Word for word, restate the entries below from their first line through the line that contains "Tight-box annotation required for the class cyclist".

----------

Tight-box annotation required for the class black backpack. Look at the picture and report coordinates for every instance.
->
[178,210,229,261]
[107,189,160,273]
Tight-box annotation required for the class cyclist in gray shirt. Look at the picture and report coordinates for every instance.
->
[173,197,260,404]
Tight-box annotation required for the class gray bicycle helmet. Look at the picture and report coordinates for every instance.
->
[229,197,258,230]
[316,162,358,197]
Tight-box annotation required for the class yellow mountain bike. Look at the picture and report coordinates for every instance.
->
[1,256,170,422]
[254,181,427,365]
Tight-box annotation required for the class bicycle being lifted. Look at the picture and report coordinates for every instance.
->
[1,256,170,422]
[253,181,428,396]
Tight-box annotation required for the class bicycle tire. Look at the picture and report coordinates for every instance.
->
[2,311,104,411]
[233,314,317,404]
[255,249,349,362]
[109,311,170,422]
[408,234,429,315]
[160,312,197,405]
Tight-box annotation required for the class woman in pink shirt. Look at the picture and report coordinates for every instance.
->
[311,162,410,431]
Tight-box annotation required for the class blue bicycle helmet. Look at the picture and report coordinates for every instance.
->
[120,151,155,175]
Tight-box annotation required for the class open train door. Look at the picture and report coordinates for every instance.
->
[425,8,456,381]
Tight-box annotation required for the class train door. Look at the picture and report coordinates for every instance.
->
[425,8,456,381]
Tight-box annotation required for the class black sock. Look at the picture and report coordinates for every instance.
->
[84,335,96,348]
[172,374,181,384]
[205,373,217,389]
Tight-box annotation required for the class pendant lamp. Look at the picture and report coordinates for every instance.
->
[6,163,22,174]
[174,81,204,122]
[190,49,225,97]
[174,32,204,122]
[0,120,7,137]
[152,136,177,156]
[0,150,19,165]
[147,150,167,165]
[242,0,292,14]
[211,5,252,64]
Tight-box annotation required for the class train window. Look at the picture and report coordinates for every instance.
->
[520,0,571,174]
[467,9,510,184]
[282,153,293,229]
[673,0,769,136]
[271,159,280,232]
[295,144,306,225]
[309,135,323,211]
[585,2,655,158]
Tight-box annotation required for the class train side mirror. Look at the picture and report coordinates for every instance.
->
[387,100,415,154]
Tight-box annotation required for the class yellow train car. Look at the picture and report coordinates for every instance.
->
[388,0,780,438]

----------

- _TASK RESULT_:
Tight-box annotation required for the class black backpack. Look at the picture and report coordinates for every instance.
->
[178,210,229,261]
[107,189,160,273]
Tight-box annotation required for the class cyclist in gray shirt. Look at the picture and report coordinates for every instance.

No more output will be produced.